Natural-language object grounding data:
◆ ◆ ◆

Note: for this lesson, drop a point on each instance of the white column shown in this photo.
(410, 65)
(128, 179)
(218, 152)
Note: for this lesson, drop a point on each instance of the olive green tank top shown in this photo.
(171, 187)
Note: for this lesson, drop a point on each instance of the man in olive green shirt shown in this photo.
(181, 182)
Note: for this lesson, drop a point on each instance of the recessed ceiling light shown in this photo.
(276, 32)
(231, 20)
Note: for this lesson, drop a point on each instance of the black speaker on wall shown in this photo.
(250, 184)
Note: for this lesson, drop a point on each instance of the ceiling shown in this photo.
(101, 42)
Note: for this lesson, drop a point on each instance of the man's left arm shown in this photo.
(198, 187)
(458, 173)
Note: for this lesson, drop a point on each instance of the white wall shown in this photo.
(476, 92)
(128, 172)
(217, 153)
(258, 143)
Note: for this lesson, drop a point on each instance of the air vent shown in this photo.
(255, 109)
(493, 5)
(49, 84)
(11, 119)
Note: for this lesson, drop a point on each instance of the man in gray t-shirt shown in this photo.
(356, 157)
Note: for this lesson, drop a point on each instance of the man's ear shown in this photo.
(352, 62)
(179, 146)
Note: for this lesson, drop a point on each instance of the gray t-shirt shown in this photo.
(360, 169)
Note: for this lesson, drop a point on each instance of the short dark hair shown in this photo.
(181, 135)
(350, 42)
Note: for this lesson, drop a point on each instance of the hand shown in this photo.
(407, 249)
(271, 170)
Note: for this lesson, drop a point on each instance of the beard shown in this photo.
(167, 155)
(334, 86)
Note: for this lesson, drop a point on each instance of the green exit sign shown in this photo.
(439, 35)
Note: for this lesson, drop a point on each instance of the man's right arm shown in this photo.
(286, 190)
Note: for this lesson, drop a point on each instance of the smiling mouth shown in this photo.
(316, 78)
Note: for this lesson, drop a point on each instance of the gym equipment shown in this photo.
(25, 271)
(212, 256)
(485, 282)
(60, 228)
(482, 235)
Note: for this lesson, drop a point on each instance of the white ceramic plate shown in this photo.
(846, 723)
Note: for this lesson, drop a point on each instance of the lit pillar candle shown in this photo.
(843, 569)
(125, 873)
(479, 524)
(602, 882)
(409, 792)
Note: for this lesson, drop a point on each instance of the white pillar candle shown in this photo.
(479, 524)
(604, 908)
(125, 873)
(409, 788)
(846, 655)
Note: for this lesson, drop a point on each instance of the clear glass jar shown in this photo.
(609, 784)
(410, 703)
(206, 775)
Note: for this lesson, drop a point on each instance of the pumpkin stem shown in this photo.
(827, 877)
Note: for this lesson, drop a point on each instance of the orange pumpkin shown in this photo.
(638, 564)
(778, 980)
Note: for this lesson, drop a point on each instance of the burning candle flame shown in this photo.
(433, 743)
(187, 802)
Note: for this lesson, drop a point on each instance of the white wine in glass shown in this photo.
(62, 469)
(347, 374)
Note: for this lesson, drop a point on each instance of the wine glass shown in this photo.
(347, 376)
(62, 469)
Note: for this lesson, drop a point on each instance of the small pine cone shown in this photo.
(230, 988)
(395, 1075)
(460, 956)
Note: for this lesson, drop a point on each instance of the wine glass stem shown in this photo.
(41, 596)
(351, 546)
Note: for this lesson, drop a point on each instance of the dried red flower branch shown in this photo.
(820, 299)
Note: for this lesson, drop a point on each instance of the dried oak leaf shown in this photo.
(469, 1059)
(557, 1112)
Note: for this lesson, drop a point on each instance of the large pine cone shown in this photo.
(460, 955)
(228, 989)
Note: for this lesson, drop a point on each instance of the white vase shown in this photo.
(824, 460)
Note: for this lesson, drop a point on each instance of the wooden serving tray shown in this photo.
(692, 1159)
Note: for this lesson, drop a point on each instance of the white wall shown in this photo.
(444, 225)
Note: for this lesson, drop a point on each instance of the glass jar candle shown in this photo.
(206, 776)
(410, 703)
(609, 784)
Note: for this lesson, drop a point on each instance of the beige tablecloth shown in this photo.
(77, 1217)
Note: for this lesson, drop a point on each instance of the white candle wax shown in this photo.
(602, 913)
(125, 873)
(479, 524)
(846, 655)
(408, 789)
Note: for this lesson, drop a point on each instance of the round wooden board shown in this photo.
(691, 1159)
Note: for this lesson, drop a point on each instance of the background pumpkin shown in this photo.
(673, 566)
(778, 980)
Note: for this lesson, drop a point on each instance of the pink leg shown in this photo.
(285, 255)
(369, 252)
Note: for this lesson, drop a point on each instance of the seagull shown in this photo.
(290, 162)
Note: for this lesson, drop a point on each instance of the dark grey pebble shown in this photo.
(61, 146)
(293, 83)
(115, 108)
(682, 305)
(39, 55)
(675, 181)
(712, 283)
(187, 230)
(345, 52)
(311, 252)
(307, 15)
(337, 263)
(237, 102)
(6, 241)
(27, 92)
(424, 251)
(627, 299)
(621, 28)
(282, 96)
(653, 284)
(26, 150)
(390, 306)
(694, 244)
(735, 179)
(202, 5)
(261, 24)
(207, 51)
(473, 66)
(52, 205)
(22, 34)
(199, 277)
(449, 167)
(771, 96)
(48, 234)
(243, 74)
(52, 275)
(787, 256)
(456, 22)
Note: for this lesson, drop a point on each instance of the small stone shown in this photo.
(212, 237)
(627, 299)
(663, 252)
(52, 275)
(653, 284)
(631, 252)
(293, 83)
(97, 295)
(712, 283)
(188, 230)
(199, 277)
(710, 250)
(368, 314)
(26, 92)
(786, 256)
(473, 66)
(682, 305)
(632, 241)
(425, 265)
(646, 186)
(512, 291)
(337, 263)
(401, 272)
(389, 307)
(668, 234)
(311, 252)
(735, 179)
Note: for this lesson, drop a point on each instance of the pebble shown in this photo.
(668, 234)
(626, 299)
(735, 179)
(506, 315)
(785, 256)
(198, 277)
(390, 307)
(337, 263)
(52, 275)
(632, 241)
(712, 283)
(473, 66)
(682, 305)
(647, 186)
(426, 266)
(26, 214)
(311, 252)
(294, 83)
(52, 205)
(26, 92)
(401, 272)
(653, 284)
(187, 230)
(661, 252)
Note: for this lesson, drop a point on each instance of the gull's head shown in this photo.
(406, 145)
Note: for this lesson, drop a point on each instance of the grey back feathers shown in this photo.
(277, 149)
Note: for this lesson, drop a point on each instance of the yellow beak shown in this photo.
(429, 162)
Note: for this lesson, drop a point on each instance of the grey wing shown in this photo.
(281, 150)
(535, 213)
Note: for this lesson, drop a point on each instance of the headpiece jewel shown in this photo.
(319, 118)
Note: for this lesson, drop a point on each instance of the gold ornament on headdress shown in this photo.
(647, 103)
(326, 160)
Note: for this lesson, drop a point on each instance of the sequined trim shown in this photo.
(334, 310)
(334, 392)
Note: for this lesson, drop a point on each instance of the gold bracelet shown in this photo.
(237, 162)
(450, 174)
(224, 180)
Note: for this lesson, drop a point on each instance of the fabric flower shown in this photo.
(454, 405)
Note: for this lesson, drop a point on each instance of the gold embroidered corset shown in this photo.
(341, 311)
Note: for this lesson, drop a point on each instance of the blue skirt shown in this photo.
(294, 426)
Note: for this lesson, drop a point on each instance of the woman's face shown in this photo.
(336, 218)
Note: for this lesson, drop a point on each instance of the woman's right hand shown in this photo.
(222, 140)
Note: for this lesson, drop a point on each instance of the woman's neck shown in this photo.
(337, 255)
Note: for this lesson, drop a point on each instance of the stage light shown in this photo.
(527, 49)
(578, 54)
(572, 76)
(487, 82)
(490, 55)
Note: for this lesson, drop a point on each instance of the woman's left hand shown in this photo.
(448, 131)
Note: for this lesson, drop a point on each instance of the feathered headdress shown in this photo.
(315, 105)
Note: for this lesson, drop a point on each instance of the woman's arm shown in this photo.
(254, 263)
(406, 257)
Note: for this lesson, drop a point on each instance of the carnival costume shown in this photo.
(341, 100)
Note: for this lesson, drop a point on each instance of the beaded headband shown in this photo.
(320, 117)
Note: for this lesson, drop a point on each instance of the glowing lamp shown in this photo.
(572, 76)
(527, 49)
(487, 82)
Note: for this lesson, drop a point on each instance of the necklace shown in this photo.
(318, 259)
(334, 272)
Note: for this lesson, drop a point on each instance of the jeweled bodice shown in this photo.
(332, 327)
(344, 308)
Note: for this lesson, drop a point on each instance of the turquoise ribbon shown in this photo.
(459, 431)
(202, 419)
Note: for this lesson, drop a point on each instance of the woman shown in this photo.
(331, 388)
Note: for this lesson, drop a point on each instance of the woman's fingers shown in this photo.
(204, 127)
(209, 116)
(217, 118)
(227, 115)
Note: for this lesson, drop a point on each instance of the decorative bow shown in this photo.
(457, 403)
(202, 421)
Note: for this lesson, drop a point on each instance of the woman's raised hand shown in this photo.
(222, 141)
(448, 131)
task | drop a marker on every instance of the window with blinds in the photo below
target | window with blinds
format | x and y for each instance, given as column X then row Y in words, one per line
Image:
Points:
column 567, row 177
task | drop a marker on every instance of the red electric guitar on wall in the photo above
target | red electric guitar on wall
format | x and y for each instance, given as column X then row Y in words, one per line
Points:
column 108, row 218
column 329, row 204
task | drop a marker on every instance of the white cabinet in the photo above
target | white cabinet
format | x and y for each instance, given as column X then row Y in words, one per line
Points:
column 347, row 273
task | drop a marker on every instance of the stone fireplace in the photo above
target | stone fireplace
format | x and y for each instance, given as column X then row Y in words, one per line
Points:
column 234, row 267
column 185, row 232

◆ ◆ ◆

WHAT YOU ARE ASKED TO DO:
Some lines of the data may hold the word "marker". Say how many do, with nothing else.

EXPECTED ANSWER:
4